— Start of Input material —

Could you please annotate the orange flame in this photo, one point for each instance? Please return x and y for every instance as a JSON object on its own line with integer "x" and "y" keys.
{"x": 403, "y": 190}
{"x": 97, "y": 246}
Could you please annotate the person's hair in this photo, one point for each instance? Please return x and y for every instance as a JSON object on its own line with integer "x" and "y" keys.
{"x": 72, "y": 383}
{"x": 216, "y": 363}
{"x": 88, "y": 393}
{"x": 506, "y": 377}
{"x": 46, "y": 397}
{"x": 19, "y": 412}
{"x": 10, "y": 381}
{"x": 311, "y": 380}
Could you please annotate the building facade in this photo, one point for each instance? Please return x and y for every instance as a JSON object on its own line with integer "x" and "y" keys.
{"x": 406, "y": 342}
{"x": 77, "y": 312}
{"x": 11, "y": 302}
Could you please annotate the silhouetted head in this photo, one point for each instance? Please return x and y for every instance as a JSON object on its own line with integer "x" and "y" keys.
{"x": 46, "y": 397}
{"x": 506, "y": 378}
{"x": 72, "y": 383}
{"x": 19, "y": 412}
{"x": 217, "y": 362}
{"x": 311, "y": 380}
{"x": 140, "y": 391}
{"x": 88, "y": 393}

— End of Input material —

Your goal: From the first line to the last, retype the data exactly.

Solution for this task:
Could you please annotate the orange flame in this photo, one point for each instance? Please return x and y for every instance as a JSON object on its own line with integer "x" and "y" keys.
{"x": 403, "y": 190}
{"x": 97, "y": 246}
Could you please annotate the person's hair in this photo, one point for each instance? Please return x and y for every instance as a JSON object on its own line with integer "x" and "y" keys.
{"x": 72, "y": 383}
{"x": 216, "y": 363}
{"x": 88, "y": 393}
{"x": 506, "y": 377}
{"x": 46, "y": 397}
{"x": 19, "y": 412}
{"x": 10, "y": 381}
{"x": 311, "y": 380}
Could you please annotate the building facade in this photo, one point for each instance? Please return x and y for every instance as a JSON object on its own line with integer "x" and "y" keys.
{"x": 406, "y": 342}
{"x": 77, "y": 312}
{"x": 11, "y": 302}
Could you please annotate the silhouetted head in this photo, one point for each instance? Please return x and y for every instance as a JSON object on its own line with integer "x" and "y" keys.
{"x": 46, "y": 397}
{"x": 506, "y": 378}
{"x": 72, "y": 383}
{"x": 19, "y": 412}
{"x": 217, "y": 362}
{"x": 311, "y": 380}
{"x": 140, "y": 391}
{"x": 88, "y": 393}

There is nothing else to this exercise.